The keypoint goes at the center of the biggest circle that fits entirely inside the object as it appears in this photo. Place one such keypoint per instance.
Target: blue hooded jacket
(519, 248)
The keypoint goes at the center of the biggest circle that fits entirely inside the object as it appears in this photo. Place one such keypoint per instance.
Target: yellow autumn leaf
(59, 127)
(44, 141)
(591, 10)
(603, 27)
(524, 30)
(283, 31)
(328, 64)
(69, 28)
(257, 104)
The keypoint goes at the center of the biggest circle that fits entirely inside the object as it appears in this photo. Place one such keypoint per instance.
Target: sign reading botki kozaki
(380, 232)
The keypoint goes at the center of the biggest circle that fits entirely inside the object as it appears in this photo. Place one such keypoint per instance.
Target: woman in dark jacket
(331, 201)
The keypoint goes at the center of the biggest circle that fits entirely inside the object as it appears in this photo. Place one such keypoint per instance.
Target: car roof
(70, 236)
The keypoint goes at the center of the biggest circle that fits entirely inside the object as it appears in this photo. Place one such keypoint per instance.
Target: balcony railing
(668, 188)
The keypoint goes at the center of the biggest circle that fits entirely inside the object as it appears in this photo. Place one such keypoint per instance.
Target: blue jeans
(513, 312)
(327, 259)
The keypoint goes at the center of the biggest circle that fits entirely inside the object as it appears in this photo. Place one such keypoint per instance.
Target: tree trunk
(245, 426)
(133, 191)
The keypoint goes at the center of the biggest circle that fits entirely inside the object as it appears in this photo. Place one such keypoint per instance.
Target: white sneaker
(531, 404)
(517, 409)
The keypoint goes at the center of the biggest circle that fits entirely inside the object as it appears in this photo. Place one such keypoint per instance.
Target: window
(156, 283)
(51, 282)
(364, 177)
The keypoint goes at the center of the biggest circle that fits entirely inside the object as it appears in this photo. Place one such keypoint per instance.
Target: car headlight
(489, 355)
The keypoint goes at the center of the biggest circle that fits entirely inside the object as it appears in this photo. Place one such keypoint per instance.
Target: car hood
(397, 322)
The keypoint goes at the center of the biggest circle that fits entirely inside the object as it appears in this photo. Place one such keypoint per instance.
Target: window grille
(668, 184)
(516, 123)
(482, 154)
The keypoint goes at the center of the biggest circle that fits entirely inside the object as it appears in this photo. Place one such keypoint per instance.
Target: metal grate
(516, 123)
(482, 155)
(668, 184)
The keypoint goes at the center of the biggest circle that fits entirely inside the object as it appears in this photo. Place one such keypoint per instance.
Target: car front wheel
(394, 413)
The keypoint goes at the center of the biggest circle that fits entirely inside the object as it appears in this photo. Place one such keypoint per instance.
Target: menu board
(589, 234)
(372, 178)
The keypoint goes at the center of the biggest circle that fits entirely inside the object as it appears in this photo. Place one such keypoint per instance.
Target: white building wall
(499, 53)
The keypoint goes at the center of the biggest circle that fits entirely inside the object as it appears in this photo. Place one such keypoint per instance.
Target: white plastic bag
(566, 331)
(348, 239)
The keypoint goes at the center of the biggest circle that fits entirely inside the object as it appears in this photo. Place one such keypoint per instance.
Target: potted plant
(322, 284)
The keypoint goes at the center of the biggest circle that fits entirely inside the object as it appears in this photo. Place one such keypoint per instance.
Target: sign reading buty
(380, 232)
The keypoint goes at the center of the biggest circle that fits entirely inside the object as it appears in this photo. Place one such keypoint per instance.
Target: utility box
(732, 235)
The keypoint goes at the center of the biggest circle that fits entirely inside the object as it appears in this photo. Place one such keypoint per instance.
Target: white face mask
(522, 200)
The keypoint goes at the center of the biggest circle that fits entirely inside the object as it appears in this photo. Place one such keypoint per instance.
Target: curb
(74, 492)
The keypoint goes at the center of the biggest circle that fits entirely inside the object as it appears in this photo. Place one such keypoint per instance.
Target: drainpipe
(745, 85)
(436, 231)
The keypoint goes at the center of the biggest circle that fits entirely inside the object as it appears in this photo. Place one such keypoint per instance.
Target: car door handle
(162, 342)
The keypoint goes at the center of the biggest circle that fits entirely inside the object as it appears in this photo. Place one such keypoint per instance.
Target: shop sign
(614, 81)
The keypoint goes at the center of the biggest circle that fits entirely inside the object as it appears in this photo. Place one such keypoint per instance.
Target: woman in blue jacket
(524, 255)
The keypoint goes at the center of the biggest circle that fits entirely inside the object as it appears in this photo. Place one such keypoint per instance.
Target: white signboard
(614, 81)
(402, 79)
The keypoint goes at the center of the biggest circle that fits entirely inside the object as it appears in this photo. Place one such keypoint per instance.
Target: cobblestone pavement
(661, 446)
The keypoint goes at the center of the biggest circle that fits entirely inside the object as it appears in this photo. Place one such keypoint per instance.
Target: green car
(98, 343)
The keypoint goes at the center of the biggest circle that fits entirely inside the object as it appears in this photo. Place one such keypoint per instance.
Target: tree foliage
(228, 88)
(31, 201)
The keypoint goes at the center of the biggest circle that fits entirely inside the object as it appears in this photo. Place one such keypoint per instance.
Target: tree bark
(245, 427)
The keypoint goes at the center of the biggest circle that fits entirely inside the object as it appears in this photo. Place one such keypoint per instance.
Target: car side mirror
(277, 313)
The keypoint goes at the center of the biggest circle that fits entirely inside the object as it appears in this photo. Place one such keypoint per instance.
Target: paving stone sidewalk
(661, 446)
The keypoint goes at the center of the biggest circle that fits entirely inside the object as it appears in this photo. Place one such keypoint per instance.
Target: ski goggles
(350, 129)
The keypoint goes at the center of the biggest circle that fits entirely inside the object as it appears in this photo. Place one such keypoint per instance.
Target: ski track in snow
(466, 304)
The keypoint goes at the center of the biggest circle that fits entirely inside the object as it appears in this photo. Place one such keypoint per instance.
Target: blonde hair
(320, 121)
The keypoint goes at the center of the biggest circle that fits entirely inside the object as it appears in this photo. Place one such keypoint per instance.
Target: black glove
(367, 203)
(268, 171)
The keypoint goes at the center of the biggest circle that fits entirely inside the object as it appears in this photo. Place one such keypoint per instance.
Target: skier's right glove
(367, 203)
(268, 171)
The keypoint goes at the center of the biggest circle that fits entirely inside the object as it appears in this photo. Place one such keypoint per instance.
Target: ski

· · ·

* [PROMPT] Print each line above exactly as it stands.

* [RESPONSE TO THIS TASK]
The keypoint goes at the center of the biggest circle that fits entirely inside the object as it appears in this photo. Place one such keypoint per instance.
Target: blue hooded jacket
(519, 248)
The keypoint goes at the center of the biggest circle that fits entirely inside the object as it appears in this photo. Place one such keypoint per instance.
Target: yellow autumn leaf
(59, 127)
(44, 141)
(591, 10)
(603, 27)
(524, 30)
(283, 31)
(328, 64)
(69, 28)
(257, 104)
The keypoint goes at the center of the biggest circle that fits entirely inside the object as it appears in this photo. Place one such keypoint per instance.
Target: sign reading botki kozaki
(380, 232)
The keypoint goes at the center of the biggest circle that fits entirely inside the object as it appears in this photo. Place one such keypoint per instance.
Target: woman in dark jacket
(331, 201)
The keypoint goes at the center of the biggest circle that fits entirely inside the object as it appears in this photo. Place one such keypoint per instance.
Target: car roof
(70, 236)
The keypoint goes at the center of the biggest circle that fits entirely inside the object as it appears in this photo. Place one such keypoint per instance.
Target: balcony railing
(668, 188)
The keypoint goes at the center of the biggest circle that fits entirely inside the object as it appears in this photo. Place one such keypoint per instance.
Target: blue jeans
(513, 312)
(327, 259)
The keypoint goes at the center of the biggest circle that fits entirely inside the object as it appears in this photo. Place one such keypoint per instance.
Target: tree trunk
(245, 426)
(133, 191)
The keypoint goes at the center of the biggest circle that fits entirely inside the object as it appears in this photo. Place one such keypoint per instance.
Target: white sneaker
(531, 404)
(517, 409)
The keypoint goes at the center of the biggest circle that fits entirely inside the object as it appears in this photo. Place one such keypoint per instance.
Target: window
(156, 283)
(51, 282)
(364, 177)
The keypoint goes at the center of the biggest circle that fits entirely inside the object as it appears in this photo. Place one such keypoint per instance.
Target: car headlight
(489, 355)
The keypoint goes at the center of the biggest circle that fits entirely inside the object as it appears in this photo. Place one such keypoint per instance.
Target: car hood
(397, 322)
The keypoint goes at the center of the biggest circle that fits entirely inside the object as it appears in this photo. Place one such keypoint per instance.
Target: window grille
(668, 184)
(516, 123)
(482, 154)
The keypoint goes at the center of the biggest circle that fits entirely inside the object as it appears in this photo. Place one such keypoint per instance.
Target: metal grate
(516, 123)
(482, 155)
(668, 184)
The keypoint goes at the center of the biggest circle that fits entirely inside the object as it appears in this photo. Place one such keypoint per instance.
Target: car front wheel
(394, 413)
The keypoint goes at the center of the biggest circle that fits entirely inside the object as it appears in this photo. Place one such keypoint per instance.
Target: menu board
(589, 234)
(372, 178)
The keypoint goes at the center of the biggest circle that fits entirely inside the object as it appears in this photo. Place one such keypoint per instance.
Target: white building wall
(499, 53)
The keypoint goes at the center of the biggest circle that fits entirely inside the object as it appears in this photo. Place one such keypoint per instance.
Target: white plastic bag
(566, 331)
(348, 239)
The keypoint goes at the center of the biggest circle that fits entirely inside the object as it appears in this photo. Place one such keypoint per instance.
Target: potted plant
(322, 284)
The keypoint goes at the center of the biggest circle that fits entirely inside the object as it appears in this photo. Place one such keypoint per instance.
Target: sign reading buty
(380, 232)
The keypoint goes at the center of the biggest circle that fits entirely inside the object as it appears in this photo. Place one such keypoint per instance.
Target: utility box
(732, 235)
The keypoint goes at the center of the biggest circle that fits entirely inside the object as it appears in this photo. Place one such keypoint per instance.
Target: white face mask
(522, 200)
The keypoint goes at the center of the biggest circle that fits entirely inside the object as it appears in this photo. Place one such keypoint per instance.
Target: curb
(74, 492)
The keypoint goes at the center of the biggest circle that fits entirely inside the object as it appears in this photo. Place one such keypoint per instance.
Target: drainpipe
(745, 85)
(436, 231)
The keypoint goes at the center of the biggest circle that fits entirely inside the object as it appears in this photo. Place one such keypoint per instance.
Target: car door handle
(162, 342)
The keypoint goes at the center of the biggest circle that fits entirely inside the object as it appears in this photo. Place one such keypoint per instance.
Target: shop sign
(614, 81)
The keypoint goes at the center of the biggest circle that fits entirely inside the object as it appears in this photo. Place one such keypoint per instance.
Target: woman in blue jacket
(524, 255)
The keypoint goes at the center of the biggest circle that fits entirely inside the object as it appears in this photo. Place one such keypoint per instance.
Target: white signboard
(614, 81)
(402, 79)
The keypoint goes at the center of the biggest circle that fits entirely inside the object as it appears in this photo. Place one such keypoint per instance.
Target: cobblestone pavement
(661, 446)
The keypoint goes at the center of the biggest circle that fits entirely inside the object as it appears in this photo. Place one such keypoint per instance.
Target: green car
(98, 343)
The keypoint goes at the center of the biggest circle that fits entirely inside the object as it appears in this photo. Place one such keypoint per instance.
Target: tree foliage
(228, 88)
(31, 201)
The keypoint goes at the center of the biggest circle that fits entirely inside the object as it appears in this photo. Place one such keypoint per instance.
Target: tree bark
(245, 427)
The keypoint goes at the center of the biggest circle that fits entirely inside the object as it appears in this photo. Place one such keypoint per instance.
Target: car side mirror
(277, 313)
The keypoint goes at the center of the biggest circle that fits entirely inside the object as it appears in this photo. Place one such keypoint per instance.
Target: paving stone sidewalk
(661, 446)
The keypoint goes at the center of the biggest circle that fits entirely inside the object as it appears in this photo. Place one such keypoint per instance.
Target: ski goggles
(350, 129)
The keypoint goes at the center of the biggest circle that fits entirely inside the object as it appears in this photo. Place one such keypoint per instance.
Target: ski track in snow
(466, 304)
The keypoint goes at the center of the biggest circle that fits entirely inside the object as it appears in this photo. Place one such keypoint per instance.
Target: blonde hair
(320, 121)
The keypoint goes at the center of the biggest circle that fits entirely inside the object as it appears in this photo. Place one such keypoint per instance.
Target: black glove
(367, 203)
(268, 171)
The keypoint goes at the center of the biggest circle that fits entirely inside the object as it appears in this photo. Place one such keypoint per instance.
Target: skier's right glove
(367, 203)
(268, 171)
The keypoint goes at the center of the biggest circle that fits entirely inside the object as it appears in this photo. Place one such keypoint per instance.
Target: ski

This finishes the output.